### Task objective
Return, character for character, the lines from the one bearing "I would appreciate it if you could identify the hat" through the end of the material. Omit everything before that line.

### Task data
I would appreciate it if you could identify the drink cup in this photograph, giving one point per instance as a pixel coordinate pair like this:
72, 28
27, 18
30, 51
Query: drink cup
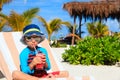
40, 66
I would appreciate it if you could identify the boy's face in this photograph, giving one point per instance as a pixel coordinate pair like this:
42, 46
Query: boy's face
32, 41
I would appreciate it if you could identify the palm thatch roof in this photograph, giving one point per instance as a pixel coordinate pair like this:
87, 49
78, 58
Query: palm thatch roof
95, 9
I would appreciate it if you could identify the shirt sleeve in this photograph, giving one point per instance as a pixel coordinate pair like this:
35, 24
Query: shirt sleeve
44, 51
23, 62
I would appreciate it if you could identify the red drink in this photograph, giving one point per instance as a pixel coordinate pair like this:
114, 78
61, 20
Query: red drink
40, 66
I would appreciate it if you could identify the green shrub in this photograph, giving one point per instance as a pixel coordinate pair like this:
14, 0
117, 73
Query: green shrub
94, 51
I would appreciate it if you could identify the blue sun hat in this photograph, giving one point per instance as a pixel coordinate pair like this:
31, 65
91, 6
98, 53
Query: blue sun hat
31, 30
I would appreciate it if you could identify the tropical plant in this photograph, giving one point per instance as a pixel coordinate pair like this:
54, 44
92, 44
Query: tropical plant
53, 25
94, 51
19, 21
2, 2
97, 29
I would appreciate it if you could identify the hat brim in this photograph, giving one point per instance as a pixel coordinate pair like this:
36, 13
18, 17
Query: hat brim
41, 35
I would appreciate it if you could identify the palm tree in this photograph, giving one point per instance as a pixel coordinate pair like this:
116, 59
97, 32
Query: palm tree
97, 29
19, 21
2, 23
2, 2
53, 25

### Exercise answer
I would appreciate it if you could identify the hat brim in this photograph, giving one point per instance as a pixel coordinate pair like this:
36, 13
18, 17
Query: hat brim
41, 35
I would appreciate it if you could identify the palm tree in this photograph, giving one point per instance as a pixel coordinate pair like this:
116, 59
97, 32
Query: palm tree
97, 29
19, 21
2, 23
2, 2
53, 25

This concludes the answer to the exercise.